• WORK REQUIRED: Skip the pictures and return every entry exactly as written.

──────

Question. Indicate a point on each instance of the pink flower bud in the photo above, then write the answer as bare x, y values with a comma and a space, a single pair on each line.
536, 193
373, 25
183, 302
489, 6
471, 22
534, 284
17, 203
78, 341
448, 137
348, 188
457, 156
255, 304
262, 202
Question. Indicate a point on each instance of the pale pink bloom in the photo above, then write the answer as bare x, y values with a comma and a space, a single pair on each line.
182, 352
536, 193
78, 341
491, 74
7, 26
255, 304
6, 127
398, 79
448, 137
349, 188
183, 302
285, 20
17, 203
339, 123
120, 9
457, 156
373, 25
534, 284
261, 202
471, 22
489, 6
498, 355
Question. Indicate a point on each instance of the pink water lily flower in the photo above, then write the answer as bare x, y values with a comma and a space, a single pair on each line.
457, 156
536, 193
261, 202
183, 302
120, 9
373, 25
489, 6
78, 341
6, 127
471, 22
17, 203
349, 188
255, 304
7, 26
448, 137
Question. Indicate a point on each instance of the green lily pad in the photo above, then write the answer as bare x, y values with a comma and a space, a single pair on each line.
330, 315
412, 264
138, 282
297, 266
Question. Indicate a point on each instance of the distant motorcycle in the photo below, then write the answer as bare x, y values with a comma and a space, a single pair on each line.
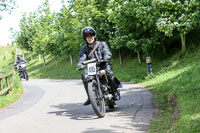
22, 71
99, 91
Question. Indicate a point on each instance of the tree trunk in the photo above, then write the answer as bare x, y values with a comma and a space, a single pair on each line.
23, 53
164, 49
139, 59
120, 57
183, 42
43, 59
71, 60
39, 57
56, 60
31, 55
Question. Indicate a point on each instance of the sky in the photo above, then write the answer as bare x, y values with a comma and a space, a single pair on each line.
12, 20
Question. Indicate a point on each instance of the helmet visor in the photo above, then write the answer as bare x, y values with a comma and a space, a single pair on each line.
89, 33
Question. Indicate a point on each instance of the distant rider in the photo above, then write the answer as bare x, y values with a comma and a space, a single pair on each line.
19, 60
102, 52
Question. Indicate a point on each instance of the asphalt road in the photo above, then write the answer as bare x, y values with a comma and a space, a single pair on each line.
55, 106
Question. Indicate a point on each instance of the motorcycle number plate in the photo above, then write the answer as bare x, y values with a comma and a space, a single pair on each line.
23, 65
91, 68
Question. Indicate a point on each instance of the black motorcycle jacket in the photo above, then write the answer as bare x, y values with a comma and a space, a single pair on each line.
19, 60
102, 51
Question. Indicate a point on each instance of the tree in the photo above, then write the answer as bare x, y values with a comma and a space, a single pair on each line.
7, 6
177, 17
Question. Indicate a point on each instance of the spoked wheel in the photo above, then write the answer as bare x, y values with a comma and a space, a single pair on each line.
96, 99
111, 105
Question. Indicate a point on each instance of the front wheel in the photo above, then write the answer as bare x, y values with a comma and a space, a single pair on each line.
96, 99
26, 75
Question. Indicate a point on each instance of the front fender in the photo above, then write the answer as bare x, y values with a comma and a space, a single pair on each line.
90, 78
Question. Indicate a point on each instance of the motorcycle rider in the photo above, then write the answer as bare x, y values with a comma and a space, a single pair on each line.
102, 52
19, 60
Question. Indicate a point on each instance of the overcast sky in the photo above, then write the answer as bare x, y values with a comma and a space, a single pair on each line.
12, 20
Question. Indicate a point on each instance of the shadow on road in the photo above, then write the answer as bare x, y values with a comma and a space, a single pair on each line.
136, 106
75, 111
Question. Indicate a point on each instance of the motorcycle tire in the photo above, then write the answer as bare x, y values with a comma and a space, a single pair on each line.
96, 99
26, 76
111, 106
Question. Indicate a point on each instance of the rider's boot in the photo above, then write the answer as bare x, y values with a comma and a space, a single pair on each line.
87, 102
115, 92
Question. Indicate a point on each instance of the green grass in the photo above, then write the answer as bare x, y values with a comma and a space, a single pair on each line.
6, 65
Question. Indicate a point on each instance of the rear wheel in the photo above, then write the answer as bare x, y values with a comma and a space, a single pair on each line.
26, 75
96, 99
111, 106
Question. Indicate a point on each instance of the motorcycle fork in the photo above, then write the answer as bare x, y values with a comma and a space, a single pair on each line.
99, 87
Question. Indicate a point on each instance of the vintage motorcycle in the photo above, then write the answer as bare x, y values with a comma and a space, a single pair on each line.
99, 91
21, 67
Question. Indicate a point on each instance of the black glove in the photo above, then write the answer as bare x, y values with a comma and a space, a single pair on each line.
80, 67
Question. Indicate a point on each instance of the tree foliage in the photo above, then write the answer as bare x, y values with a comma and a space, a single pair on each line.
143, 26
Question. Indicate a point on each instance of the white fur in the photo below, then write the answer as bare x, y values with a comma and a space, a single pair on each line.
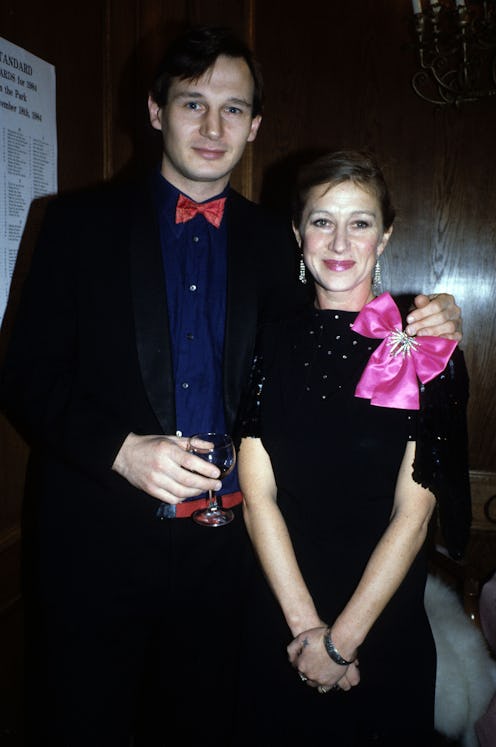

──────

• ANSWER BOX:
Question. Indicate a point on each instance of the pink flower bud in the photo above, then write the answer as bare x, y values with a comma and a space, a single pair on each line.
536, 193
373, 25
183, 302
489, 6
471, 22
534, 284
17, 203
78, 341
448, 137
348, 188
457, 156
255, 304
262, 202
Question. Indicate a point on each instance of the pale pink bloom in the photo above, then write the answer as bare x, y values with a comma and a space, a single pair on each line.
182, 352
536, 193
78, 341
491, 74
7, 26
255, 304
6, 127
398, 79
448, 137
349, 188
183, 302
285, 20
17, 203
339, 123
120, 9
457, 156
373, 25
534, 284
261, 202
471, 22
489, 6
498, 355
Question. Indicate a point on each instance of the pink water lily flower in the photo above, then write the answer as bare x, y values with a comma and a space, a single pair on each line.
457, 156
536, 193
261, 202
183, 302
120, 9
373, 25
489, 6
78, 341
6, 127
471, 22
17, 203
349, 188
255, 304
7, 26
448, 137
Question. Indicate a point on each instance of the green lily pad in the photo above, then write the answer as bare x, y values with a comma and a space, a single pair on each line.
330, 315
412, 264
138, 282
297, 266
Question. Indicate a point on each instance of the distant motorcycle in the photo below, then write the answer as bare x, y values with a comma and a space, a single pair on each line.
22, 71
99, 91
Question. Indicate a point on each instance of the tree trunk in the photo above, then write the answer as bare x, y values with a comma and a space, a single pair on each line.
23, 53
164, 49
139, 59
120, 57
183, 42
43, 59
71, 60
39, 57
56, 60
31, 55
Question. Indicate a point on each instance of the sky in the photo above, then write the answer as bare x, y values with a comma and a space, a single pair on each line.
12, 20
Question. Indicate a point on each instance of the helmet visor in the photo above, then write the answer as bare x, y values with a comma and a space, a single pair on each line.
89, 33
Question. Indicate a point on each instance of the distant rider in the photo above, then write the answer as bare x, y values with a comma and a space, a single pair on each line.
19, 60
102, 52
Question. Indicate a point on each instance of the asphalt road in the photo above, then write the answer as bare x, y values with a comma and a space, a single pair on each line.
55, 106
Question. Indicate a point on each instance of the motorcycle number plate in the photo above, then write the answer as bare x, y values with a comma and a space, a single pair on each line.
23, 65
91, 68
Question. Indicate a point on each instance of the black motorcycle jacket in the photo above, then write the answer as bare x, y values with a comma and a space, a single pair on each line.
19, 60
102, 51
Question. Indicate a point on each instance of the tree in the photo above, then write the answer as bare x, y values with a comma and a space, a single pair on each line.
7, 6
177, 17
Question. Indicate a point on each instance of the spoked wheel in the photo above, then write the answer as bare x, y values with a comma and a space, a single pair on each line.
96, 99
111, 105
Question. Indicate a point on each instance of the front wheel in the photo above, then write the answer as bare x, y values with a comma and a space, a single pair on each line.
96, 99
26, 75
Question. Indicate a point on each instance of the front fender in the photo above, then write the answer as bare x, y values with a comma and a space, a single pair on each line.
90, 78
Question. Indicate a point on each instance of the motorcycle rider in the photo above, then write the answer as bare x, y values with a comma and a space, a single pair on each line.
102, 52
19, 60
Question. Indicate a point on each instance of the overcast sky in the photo above, then write the answer as bare x, y values with a comma and a space, a single pair on each line.
12, 20
Question. Indicate a point on each instance of the shadow on road in the photo above, then write the answer as bare x, y values with a comma and a space, a single pair on each line.
136, 106
75, 111
Question. Indicate a point on each instance of the motorcycle tire in the photo above, then write the answer as bare x, y values with a comma and a space, a single pair on each line.
96, 99
26, 76
111, 106
Question. Indicate a point on each instance of the rider's boot in the photo above, then write the answer as bare x, y values with a comma and a space, a single pair on each line.
87, 102
115, 92
Question. Indicate a point on each instance of the green grass in the photo above, then write the answer as bare x, y values with a comma and a space, a single pair on each line.
6, 65
Question. Indicate a point on each instance of the rear wheel in the photo above, then write the answer as bare x, y values with a comma and a space, a single pair on each line.
26, 75
96, 99
111, 106
Question. Indicate a point on each instance of the motorcycle fork in the photo above, then write the answer as bare x, y values with a comma and a space, a single pair on each line.
99, 87
Question. Indicate a point on each instance of the vintage motorcycle in the photo above, then write the answer as bare x, y values with a comma and a space, a single pair on each line.
99, 91
21, 67
Question. Indicate a point on each instance of the black glove in the photo above, then write the answer as bare x, y values with a comma and a space, a single pair on each line.
80, 67
Question. Indicate a point on each instance of the tree foliage in the photo above, then write the answer as bare x, y values with a comma and a space, a single pair on each line.
143, 26
Question. Indicate a point on each instance of the white fur in the photo below, then write the answer as bare x, y values with a comma and a space, a single pair on each line.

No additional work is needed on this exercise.